Requirement
What you need to do is retype every entry exactly as written.

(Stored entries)
--- START ---
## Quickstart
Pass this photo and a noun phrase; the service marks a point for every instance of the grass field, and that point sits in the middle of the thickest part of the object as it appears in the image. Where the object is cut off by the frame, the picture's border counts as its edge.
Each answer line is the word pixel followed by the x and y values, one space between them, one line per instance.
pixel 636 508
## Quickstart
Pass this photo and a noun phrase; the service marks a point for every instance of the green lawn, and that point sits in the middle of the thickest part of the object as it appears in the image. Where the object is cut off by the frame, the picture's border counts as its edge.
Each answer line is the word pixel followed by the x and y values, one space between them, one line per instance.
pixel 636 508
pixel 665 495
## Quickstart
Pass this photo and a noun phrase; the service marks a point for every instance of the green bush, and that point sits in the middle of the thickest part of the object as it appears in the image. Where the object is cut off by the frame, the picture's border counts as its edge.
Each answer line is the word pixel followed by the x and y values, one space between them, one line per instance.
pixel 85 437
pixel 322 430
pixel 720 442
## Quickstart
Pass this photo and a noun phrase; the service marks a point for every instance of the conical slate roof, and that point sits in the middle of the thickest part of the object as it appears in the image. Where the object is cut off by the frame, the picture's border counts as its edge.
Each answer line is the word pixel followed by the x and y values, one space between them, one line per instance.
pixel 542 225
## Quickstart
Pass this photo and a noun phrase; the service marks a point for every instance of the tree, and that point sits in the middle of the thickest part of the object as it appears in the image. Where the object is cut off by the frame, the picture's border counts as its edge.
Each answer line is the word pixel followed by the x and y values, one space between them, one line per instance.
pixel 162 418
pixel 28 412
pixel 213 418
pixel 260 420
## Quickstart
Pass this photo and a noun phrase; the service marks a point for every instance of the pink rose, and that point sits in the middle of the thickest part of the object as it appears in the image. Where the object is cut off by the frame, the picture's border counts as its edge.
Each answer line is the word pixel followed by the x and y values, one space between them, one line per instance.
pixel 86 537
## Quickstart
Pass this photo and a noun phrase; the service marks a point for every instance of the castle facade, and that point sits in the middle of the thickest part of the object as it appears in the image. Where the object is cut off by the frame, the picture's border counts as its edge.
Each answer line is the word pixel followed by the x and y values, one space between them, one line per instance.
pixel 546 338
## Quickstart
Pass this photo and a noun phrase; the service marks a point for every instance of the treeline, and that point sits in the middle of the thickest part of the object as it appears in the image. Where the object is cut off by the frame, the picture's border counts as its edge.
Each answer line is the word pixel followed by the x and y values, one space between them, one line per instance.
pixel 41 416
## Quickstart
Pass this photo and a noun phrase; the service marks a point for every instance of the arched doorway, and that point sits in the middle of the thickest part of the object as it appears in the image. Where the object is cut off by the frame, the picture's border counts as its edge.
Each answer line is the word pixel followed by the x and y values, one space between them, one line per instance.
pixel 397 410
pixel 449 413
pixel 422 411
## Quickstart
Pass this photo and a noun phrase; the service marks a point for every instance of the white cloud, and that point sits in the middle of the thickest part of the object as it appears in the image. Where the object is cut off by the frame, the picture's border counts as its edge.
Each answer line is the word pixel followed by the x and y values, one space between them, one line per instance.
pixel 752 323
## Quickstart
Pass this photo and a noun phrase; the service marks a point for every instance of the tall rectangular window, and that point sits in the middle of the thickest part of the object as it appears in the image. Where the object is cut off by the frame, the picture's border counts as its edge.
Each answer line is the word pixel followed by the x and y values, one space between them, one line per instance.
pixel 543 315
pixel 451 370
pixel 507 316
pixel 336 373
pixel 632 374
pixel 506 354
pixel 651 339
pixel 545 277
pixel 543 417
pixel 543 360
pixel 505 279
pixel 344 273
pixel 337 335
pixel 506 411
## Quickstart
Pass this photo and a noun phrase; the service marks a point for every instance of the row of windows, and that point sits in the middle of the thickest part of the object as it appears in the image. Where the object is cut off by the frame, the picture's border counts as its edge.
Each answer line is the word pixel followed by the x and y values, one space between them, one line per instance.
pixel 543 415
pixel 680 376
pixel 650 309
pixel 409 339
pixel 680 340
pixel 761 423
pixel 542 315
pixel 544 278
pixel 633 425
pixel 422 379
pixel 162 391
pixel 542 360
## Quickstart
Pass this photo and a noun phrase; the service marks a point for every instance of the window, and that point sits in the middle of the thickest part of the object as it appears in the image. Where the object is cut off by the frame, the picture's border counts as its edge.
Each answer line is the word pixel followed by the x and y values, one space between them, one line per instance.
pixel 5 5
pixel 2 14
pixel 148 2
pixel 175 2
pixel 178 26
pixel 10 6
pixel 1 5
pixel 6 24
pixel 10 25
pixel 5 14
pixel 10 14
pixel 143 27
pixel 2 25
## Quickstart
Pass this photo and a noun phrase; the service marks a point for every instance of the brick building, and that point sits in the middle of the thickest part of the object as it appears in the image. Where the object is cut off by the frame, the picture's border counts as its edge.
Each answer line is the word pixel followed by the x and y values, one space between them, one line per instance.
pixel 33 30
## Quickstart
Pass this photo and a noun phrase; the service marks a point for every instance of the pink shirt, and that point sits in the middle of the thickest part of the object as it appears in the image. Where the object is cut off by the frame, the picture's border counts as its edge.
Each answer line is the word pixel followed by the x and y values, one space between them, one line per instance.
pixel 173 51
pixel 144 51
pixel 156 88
--- END ---
Answer to this exercise
## Quickstart
Pass this photo and a noun phrase; the service marks a point for every instance of the grass field, and that point sits in the middle of the thickest part of the object as it appears in the image. Where the object is cut off by the frame, the picture's border counts as its edge.
Each answer line is the word pixel followed by the x and y values, one space between them, one line per instance.
pixel 636 508
## Quickstart
Pass this photo and a noun phrase; the service marks a point for every instance of the green lawn, and that point sits in the middle of the thickest part of the object as it appears in the image. Where the object is cut off by the frame, the picture's border counts as its edge.
Each answer line is the word pixel followed by the x and y values, one space between them, one line per instance.
pixel 636 508
pixel 665 495
## Quickstart
Pass this photo and a noun phrase; the service marks a point for every instance of the green bush, and that point sits in the middle of the thickest part of the object as it appears in the image. Where the object is cut off by the frame, the picture's border counts as its edge.
Each answer line is the word pixel followed by the x and y values, one space between them, one line per instance.
pixel 85 437
pixel 322 430
pixel 720 442
## Quickstart
Pass this photo and a noun phrase; the service marks a point for every instance of the conical slate roof, and that point sits in the middle of the thickest part of the object as it appears in the image. Where the object is cut off by the frame, the picture's border counts as its edge.
Each answer line is the word pixel followed by the x and y values, one space between them, one line per instance.
pixel 542 225
## Quickstart
Pass this photo and a noun phrase; the service marks a point for every instance of the tree, and that point sits in the middle of the thickest part of the object as it appears in the image. Where the object is cut off by the frame, the picture's border counts as its edge.
Each answer line is the word pixel followed by the x and y values, one space between them, one line per instance.
pixel 162 418
pixel 28 412
pixel 213 418
pixel 260 420
## Quickstart
Pass this photo and a noun phrase; the service marks a point for every instance of the pink rose, and that point sits in the middle of the thickest part of the object as it appears in the image. Where the object is cut off by the frame, the picture's border counts as its edge.
Each answer line is the word pixel followed by the x and y values, one space between them, one line per instance.
pixel 86 537
## Quickstart
Pass this photo and a noun phrase; the service marks a point for every instance of the castle facade, and that point sits in the middle of the thickest part of the object as it appears in the image. Where the object is cut off by the frame, the picture's border counts as its edge.
Each answer line is the word pixel followed by the x and y values, one space between them, one line per instance.
pixel 546 338
## Quickstart
Pass this photo and a noun phrase; the service marks a point for every instance of the treeline, and that point sits in the middle of the thickest part of the object as it appears in the image. Where the object is cut off by the frame, the picture's border counts as its edge.
Each answer line is the word pixel followed by the x and y values, one space between them, one line per instance.
pixel 41 416
## Quickstart
Pass this photo and a noun phrase; the service marks a point for every instance of the arched doorway, and that point sits in the middle of the thickest part of the object as it appears in the image. Where the object is cut off by the frame, the picture's border counts as its edge.
Each answer line is the word pixel followed by the x and y values, one space between them, one line per instance.
pixel 397 410
pixel 449 413
pixel 422 411
## Quickstart
Pass this photo and a noun phrase; the service marks a point for every instance of the white cloud, and that point sits in the middle of the thickest part of the object as it appears in the image. Where the object is cut off by the frame, the picture's border counts as its edge.
Each answer line is the word pixel followed by the x and y values, one space between them, one line per instance.
pixel 752 323
## Quickstart
Pass this photo and a noun phrase; the service marks a point for every instance of the tall rectangular window, and that point sits in the middle of the thickest part of the object as it appears in the image. Where the object is cut off by the frame, the picture's border counts as its edge.
Each answer line is the word pixel followed by the x and y values, one space between them, one line per instance.
pixel 543 315
pixel 451 370
pixel 507 316
pixel 336 373
pixel 632 374
pixel 506 354
pixel 651 339
pixel 545 277
pixel 543 417
pixel 543 360
pixel 505 279
pixel 344 273
pixel 337 335
pixel 506 411
## Quickstart
Pass this photo and a noun phrase; the service marks a point for every instance of the row of windows, and that point sits in the middle of the thickest part of the object as it appears in the image. Where the object is cut off by the frame, the picture's border counts as its edge.
Each answer line is the word pixel followed by the x and y values, one space between them, one line per instance.
pixel 543 415
pixel 680 376
pixel 650 309
pixel 409 339
pixel 680 340
pixel 761 423
pixel 542 315
pixel 544 278
pixel 633 425
pixel 422 379
pixel 162 391
pixel 542 360
## Quickstart
Pass this photo and a noun phrase; the service marks a point for every instance of the window, and that point sits in the middle of the thickest part of the object as it appears in the image. Where the object is cut off by the frame, the picture's border counts as its edge.
Each answer line is the word pixel followed by the x and y values, one space between them, one line per instance.
pixel 5 5
pixel 2 14
pixel 148 2
pixel 175 2
pixel 178 26
pixel 10 6
pixel 1 5
pixel 6 24
pixel 10 25
pixel 5 14
pixel 10 14
pixel 143 27
pixel 2 25
## Quickstart
Pass this photo and a noun phrase; the service marks a point for every instance of the brick building, and that point sits in the middle of the thickest part of the object as it appears in the image. Where the object is cut off by the frame, the picture's border counts as its edge.
Each answer line is the word pixel followed by the x and y values, one space between them, one line per instance.
pixel 33 30
## Quickstart
Pass this photo and a noun phrase; the service marks a point for every instance of the pink shirt, and that point sits in the middle of the thickest part of the object as it appears in the image. Where the object is cut off by the frame, the picture's border counts as its edge.
Each answer line is the word pixel followed by the x and y values, one space between them, one line per instance.
pixel 173 51
pixel 144 51
pixel 156 88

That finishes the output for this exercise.